=== Reading passage ===

A month later on 16 June 1885 Alfred F. Earl Funeral Director and Furniture advertises he has purchased the undertaking business of Mr. E. G. Merrill and is located at the northeast corner of Michigan and Washington Sts. (131 W. Michigan St.). He offered everything from embalming to floral designs to order, as well as a hearse, hacks, carriages and buggies. In 1919 it was listed as Earl’s Livery and Undertaking. He provided many of the carriages and horses for early funerals of the city. Beginning in 1921 it was listed as Earl’s Garage & Undertaking & Ambulance Service.

=== Supplied data ===

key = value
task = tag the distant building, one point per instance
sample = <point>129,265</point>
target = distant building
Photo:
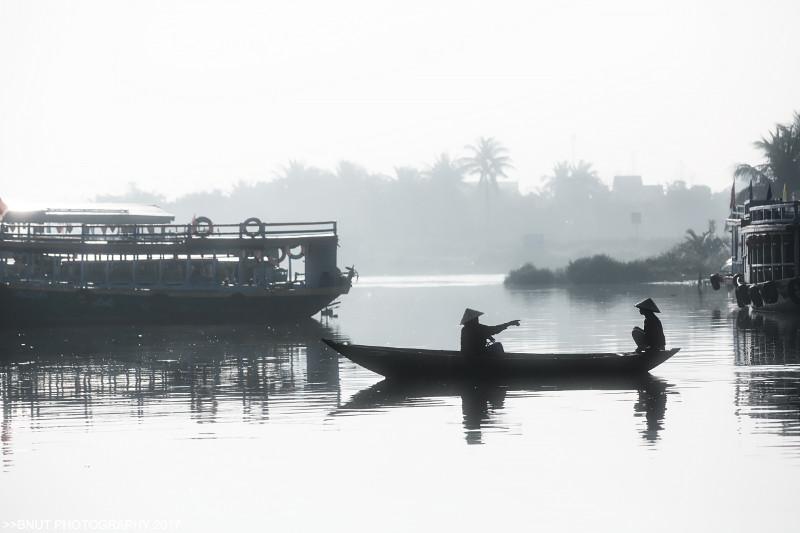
<point>627,185</point>
<point>631,188</point>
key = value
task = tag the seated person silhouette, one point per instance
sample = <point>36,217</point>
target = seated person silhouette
<point>475,336</point>
<point>652,336</point>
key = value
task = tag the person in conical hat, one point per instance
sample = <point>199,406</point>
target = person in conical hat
<point>652,336</point>
<point>470,314</point>
<point>475,336</point>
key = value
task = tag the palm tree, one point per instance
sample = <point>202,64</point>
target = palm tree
<point>781,150</point>
<point>489,161</point>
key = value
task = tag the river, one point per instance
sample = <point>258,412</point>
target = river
<point>246,428</point>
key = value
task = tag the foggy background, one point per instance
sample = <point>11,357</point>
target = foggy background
<point>342,110</point>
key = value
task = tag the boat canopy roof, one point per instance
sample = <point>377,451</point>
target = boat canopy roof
<point>97,213</point>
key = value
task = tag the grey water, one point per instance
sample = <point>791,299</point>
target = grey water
<point>223,428</point>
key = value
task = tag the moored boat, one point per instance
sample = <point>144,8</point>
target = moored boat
<point>113,263</point>
<point>416,363</point>
<point>765,256</point>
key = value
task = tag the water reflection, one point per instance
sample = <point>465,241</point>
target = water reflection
<point>71,377</point>
<point>767,388</point>
<point>761,339</point>
<point>483,403</point>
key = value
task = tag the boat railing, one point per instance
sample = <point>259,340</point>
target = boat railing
<point>160,233</point>
<point>772,212</point>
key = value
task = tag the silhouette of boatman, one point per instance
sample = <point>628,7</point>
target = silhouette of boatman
<point>474,335</point>
<point>652,336</point>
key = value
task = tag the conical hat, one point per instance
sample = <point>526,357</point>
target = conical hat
<point>648,305</point>
<point>469,314</point>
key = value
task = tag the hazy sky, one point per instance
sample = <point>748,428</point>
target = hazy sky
<point>193,95</point>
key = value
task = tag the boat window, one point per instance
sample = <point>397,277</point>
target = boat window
<point>776,249</point>
<point>146,272</point>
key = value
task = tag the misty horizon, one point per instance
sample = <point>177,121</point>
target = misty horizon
<point>185,97</point>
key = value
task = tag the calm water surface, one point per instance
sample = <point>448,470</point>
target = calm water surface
<point>251,428</point>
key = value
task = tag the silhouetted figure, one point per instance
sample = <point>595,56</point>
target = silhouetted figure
<point>475,336</point>
<point>652,336</point>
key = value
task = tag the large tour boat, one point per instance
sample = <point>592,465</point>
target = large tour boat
<point>127,263</point>
<point>765,266</point>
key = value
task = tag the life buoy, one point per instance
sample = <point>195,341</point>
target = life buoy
<point>769,291</point>
<point>793,290</point>
<point>252,227</point>
<point>296,256</point>
<point>202,226</point>
<point>755,296</point>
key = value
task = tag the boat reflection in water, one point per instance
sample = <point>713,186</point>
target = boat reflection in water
<point>767,350</point>
<point>483,402</point>
<point>72,377</point>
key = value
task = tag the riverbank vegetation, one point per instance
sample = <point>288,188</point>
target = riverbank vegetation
<point>697,256</point>
<point>462,214</point>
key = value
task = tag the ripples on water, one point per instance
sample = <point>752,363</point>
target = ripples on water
<point>168,416</point>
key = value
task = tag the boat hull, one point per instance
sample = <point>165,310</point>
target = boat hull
<point>405,363</point>
<point>23,306</point>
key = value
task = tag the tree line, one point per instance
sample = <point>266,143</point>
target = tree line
<point>460,214</point>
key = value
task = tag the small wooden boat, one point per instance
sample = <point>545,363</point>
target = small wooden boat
<point>416,363</point>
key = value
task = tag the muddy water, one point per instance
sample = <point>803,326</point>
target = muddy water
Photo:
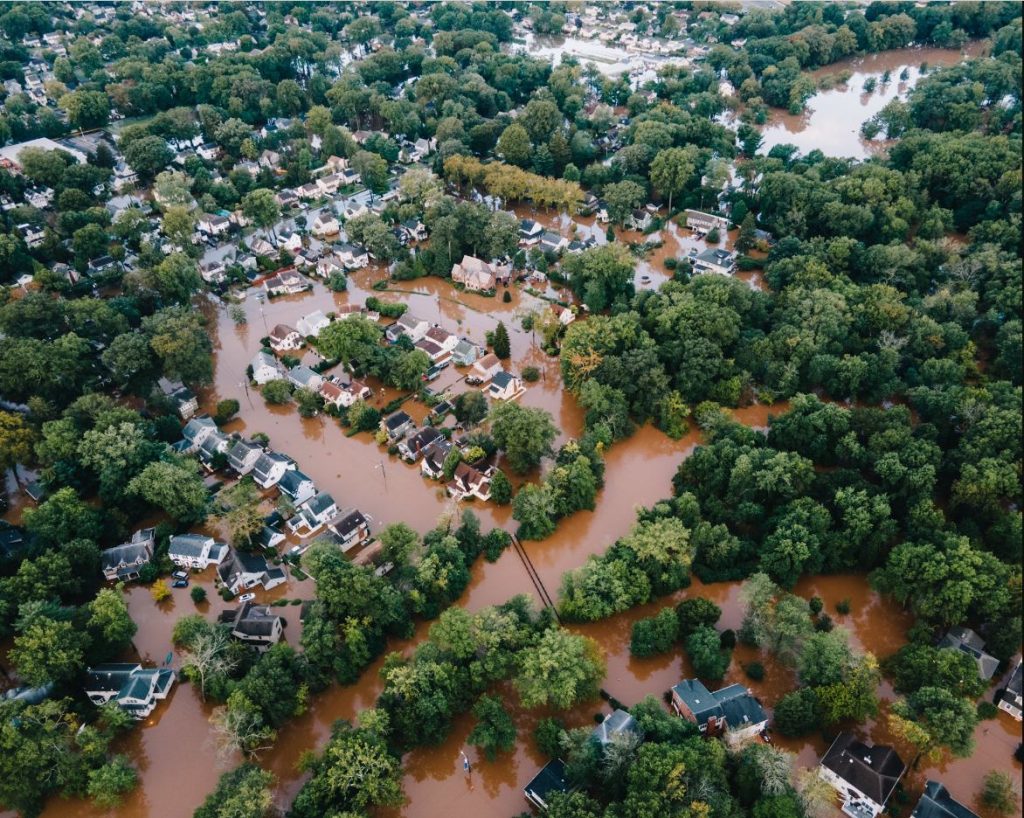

===

* [Exercise A]:
Answer these questions about the passage on Alfred F. Earl's undertaking business:
(i) On what date did the advertisement appear?
(ii) Whose undertaking business did Earl purchase?
(iii) How was the business listed in 1919?
* [Exercise B]: Write a continuation of the passage on Alfred F. Earl's undertaking business, starting after its final sentence.
These records were drawn from a separate source.

* [Reply A]:
(i) 16 June 1885
(ii) Mr. E. G. Merrill's
(iii) Earl's Livery and Undertaking

* [Reply B]:
In 1926 Harley J. Carlisle purchased the business and operated it as Earl Undertaking Co., Harley J. Carlisle, Proprietor & Funeral Director. Still at 131 W. Michigan St. address, he advertised in 1927-28 as Harley J. Carlisle Funeral Director, successor to Earl Undertaking Co. He then moved to 613 Washington Street and the business became known as Carlisle Funeral Home with his sons, Robert & James, joining him in the operation. Upon his death his son, Robert H. Carlisle, continued the business until his retirement in 1972. The funeral home continues today in the same location under the direction of grandson William Carlisle, the third generation of the family. A private ambulance service was also part of the business at one time.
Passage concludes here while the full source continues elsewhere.